Extract each line in the items below that contains the string "white".

##########

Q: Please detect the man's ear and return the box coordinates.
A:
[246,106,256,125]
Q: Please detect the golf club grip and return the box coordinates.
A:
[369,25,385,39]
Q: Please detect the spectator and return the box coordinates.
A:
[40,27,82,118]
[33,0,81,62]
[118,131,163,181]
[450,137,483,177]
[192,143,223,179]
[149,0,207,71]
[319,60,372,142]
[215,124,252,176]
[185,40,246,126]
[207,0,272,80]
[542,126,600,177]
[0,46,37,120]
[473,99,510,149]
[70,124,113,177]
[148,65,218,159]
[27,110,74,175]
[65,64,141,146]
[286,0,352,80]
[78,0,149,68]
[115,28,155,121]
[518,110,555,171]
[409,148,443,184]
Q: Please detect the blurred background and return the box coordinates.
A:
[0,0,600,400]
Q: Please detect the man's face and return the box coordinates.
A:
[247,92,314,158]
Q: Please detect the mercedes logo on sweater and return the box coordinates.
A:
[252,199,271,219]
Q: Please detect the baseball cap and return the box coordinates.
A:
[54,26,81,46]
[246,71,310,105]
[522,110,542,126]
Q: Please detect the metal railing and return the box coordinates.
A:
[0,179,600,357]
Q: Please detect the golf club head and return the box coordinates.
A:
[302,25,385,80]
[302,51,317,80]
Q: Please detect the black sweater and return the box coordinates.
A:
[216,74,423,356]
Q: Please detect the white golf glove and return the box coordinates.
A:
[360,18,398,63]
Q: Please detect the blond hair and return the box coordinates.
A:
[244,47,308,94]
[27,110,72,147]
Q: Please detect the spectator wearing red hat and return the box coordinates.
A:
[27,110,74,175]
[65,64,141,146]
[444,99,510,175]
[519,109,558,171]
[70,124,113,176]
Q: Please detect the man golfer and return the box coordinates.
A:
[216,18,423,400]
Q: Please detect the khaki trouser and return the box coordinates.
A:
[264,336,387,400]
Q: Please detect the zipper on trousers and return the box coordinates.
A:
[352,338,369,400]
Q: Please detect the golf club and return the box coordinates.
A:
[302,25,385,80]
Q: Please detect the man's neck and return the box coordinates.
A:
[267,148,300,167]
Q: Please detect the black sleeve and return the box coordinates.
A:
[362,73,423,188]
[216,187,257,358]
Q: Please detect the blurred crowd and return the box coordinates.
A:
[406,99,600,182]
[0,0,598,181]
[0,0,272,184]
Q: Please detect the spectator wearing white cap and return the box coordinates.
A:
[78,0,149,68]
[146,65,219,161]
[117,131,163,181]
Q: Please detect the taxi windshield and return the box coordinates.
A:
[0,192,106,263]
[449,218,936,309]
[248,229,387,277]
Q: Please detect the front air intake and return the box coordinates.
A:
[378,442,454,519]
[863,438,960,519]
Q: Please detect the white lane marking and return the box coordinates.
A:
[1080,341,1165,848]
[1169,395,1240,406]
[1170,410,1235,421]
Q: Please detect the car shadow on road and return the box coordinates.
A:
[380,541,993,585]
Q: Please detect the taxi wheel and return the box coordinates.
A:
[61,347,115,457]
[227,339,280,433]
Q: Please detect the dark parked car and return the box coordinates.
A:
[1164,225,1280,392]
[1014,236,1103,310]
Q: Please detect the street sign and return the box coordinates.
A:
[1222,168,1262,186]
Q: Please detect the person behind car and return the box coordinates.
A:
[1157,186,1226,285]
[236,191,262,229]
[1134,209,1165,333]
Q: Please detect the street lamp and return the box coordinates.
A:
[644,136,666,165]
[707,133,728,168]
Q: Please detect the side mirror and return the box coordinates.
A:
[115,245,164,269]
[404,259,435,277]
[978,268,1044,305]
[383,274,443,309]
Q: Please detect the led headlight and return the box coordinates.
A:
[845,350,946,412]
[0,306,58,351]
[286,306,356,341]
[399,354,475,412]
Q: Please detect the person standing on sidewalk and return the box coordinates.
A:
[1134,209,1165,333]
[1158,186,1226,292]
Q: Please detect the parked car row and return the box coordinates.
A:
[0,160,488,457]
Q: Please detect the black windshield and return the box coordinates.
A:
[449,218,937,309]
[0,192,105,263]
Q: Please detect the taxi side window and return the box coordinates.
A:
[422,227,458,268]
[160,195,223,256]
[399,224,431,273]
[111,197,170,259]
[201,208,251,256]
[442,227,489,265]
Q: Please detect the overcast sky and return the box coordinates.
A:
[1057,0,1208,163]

##########

* THE COMPLETED TASK:
Q: Please detect the white golf glove and return the box coordinates.
Q: Please detect the spectator wearing white cap and return the box coordinates.
Q: Please detect the white lane marking and return the box coordinates.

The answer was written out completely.